** BEGIN The records **
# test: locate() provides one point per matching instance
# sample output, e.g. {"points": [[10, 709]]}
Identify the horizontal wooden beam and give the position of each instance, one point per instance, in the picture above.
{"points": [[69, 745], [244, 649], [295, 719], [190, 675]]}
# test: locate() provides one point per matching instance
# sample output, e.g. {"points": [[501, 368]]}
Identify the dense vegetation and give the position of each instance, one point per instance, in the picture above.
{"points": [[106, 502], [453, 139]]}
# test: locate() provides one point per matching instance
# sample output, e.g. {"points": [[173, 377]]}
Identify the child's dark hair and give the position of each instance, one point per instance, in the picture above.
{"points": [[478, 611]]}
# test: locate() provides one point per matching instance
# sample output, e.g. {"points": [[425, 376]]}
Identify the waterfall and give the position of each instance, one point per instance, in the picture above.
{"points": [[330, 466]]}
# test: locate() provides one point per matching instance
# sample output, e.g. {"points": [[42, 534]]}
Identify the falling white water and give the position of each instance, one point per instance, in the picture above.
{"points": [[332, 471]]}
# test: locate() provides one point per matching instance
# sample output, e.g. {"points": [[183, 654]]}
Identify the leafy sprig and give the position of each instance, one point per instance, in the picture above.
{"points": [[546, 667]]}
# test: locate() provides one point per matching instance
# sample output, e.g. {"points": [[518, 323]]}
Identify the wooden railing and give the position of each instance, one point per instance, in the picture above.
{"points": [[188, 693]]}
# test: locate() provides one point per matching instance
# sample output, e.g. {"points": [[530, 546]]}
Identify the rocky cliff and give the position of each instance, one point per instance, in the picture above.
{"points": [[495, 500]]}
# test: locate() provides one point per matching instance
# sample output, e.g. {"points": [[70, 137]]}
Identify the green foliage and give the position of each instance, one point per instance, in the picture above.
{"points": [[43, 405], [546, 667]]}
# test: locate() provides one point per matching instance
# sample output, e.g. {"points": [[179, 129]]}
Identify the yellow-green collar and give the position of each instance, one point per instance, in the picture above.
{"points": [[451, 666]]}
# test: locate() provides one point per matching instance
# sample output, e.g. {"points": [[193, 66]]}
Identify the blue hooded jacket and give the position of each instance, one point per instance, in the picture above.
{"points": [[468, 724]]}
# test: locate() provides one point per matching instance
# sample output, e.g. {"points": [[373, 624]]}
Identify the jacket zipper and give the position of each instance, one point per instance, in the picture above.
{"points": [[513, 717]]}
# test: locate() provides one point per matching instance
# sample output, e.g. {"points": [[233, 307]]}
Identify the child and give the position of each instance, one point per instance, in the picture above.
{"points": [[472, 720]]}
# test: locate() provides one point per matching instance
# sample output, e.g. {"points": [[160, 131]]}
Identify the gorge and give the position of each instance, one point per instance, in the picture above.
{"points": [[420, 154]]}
** END The records **
** BEGIN The records **
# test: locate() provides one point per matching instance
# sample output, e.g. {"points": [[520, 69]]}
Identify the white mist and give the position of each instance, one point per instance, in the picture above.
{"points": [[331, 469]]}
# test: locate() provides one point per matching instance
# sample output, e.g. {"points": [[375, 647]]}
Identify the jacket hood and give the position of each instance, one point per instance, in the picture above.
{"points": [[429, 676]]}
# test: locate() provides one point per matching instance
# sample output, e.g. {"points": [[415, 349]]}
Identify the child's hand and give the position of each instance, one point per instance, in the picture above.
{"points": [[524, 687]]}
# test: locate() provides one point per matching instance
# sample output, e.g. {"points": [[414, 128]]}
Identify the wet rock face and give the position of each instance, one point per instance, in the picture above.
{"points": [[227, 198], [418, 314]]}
** END The records **
** BEGIN The records **
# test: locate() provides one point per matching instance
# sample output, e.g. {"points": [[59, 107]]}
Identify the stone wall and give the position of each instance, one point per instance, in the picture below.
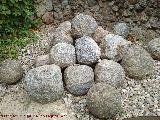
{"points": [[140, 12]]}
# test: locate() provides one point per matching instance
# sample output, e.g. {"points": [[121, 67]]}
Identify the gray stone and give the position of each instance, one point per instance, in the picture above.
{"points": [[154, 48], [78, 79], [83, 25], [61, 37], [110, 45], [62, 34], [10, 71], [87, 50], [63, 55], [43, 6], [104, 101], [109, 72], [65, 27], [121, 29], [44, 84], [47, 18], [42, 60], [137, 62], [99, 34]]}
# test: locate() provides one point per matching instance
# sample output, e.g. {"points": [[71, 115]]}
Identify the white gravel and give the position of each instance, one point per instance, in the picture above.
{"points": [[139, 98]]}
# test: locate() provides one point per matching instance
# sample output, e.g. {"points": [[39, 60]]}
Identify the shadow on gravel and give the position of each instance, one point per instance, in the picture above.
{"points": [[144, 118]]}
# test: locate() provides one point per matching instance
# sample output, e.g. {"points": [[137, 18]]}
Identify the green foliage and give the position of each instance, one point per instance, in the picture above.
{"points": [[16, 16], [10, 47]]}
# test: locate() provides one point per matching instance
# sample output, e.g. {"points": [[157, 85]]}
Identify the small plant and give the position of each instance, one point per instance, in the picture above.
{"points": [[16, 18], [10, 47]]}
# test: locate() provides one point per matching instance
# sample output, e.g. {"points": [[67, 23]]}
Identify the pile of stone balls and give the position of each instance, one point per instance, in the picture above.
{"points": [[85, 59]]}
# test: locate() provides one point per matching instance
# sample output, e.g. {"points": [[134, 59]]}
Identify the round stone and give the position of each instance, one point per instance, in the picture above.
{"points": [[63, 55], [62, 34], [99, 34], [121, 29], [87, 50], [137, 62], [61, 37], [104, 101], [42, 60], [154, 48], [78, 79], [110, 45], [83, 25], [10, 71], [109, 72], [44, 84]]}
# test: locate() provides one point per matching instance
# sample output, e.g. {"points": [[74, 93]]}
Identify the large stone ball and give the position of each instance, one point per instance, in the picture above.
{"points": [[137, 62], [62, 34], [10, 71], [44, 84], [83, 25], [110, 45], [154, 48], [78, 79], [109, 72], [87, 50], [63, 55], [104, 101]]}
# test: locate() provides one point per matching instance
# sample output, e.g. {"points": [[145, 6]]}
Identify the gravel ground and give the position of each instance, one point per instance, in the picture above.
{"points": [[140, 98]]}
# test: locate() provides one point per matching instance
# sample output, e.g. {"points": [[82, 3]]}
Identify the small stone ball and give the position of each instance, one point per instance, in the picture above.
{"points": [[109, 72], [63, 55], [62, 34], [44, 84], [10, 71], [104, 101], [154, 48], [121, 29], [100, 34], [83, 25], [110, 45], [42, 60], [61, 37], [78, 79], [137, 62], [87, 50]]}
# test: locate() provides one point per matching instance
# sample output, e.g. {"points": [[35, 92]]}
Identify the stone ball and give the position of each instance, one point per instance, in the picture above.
** END The records **
Gather every line in the items that contains the word "white".

Final result -
Identify the falling white water and give the position of each instance, one point per instance, in the picture above.
Identify the white mist and give the position of each instance, one point per instance, in the picture above.
Identify the white gravel and give the position of each instance, one point per instance, in the picture above.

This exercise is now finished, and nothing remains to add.